Task details:
Reproduce without alteration the lines of the data below, from the line containing "Note: one point per instance of the green" to the line containing "Note: one point per instance of the sponsor", including both. Omit the pictures.

** begin Dataset entries **

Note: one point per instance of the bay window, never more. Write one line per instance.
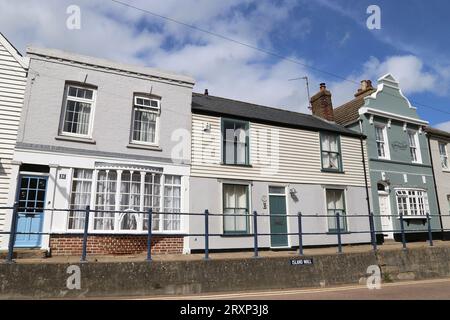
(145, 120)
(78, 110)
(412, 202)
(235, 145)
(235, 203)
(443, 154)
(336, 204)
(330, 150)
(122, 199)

** end Dataset entries **
** begin Dataset entries **

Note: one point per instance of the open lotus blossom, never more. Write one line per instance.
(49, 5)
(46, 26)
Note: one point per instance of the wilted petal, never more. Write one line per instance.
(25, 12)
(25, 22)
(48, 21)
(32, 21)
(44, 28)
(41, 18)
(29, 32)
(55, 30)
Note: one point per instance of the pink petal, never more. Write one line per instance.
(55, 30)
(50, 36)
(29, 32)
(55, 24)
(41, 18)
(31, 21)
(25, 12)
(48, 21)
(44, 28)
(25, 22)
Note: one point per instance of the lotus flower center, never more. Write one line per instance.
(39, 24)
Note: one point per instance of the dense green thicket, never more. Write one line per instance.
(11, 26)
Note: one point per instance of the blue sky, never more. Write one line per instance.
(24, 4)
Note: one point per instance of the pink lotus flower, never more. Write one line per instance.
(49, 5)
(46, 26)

** end Dataset entries **
** begin Dataset entries **

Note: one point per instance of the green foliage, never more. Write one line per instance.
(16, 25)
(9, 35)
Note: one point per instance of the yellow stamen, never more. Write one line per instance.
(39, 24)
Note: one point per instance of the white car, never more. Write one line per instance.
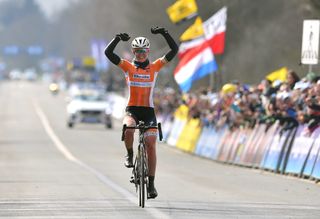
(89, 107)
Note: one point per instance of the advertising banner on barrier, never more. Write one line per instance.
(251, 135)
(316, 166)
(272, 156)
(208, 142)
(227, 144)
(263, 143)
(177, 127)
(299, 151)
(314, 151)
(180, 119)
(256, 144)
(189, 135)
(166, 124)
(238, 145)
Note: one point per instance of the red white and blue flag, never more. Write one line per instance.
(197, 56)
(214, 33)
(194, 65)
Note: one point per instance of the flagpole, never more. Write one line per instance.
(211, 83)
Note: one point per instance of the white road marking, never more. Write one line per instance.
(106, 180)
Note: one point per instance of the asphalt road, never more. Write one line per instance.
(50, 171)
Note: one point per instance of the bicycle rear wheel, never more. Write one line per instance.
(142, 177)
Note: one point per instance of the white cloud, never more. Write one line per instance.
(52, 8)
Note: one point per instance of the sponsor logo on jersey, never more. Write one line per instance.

** end Dataset entries **

Problem solution:
Note: one point per instance of the green foliage, never more. Write one line per instance.
(16, 25)
(9, 35)
Note: one point per instance of the yellow stamen, never more. Write one line per instance.
(39, 24)
Note: one point per instance of the white car, never more. Write one line per instance.
(89, 107)
Note: one point per instance of the advertising banner on barrier, never more. Write one line per instance.
(251, 135)
(316, 166)
(272, 156)
(208, 142)
(227, 144)
(263, 143)
(177, 127)
(299, 151)
(314, 151)
(180, 119)
(256, 144)
(189, 135)
(166, 124)
(238, 145)
Note: one point per instance of the red white and blue flag, never more. Write one line per instance.
(197, 56)
(214, 33)
(194, 65)
Note: one point per instance of the flagpole, never more. Write one line per instance.
(211, 83)
Note: one point per instance of the white road marking, never more. Write one line per instance.
(106, 180)
Note: one point per instance of the asphalt road, never more. Write one line per instance.
(50, 171)
Note: one point per instance of the bicycle rear wheel, never more. Write one line per instance.
(142, 177)
Note: one point per instance of the white cloud, never more. Write one line per instance.
(52, 8)
Note: one point per instance of the sponsor logo on jersey, never more. Write one line per instance.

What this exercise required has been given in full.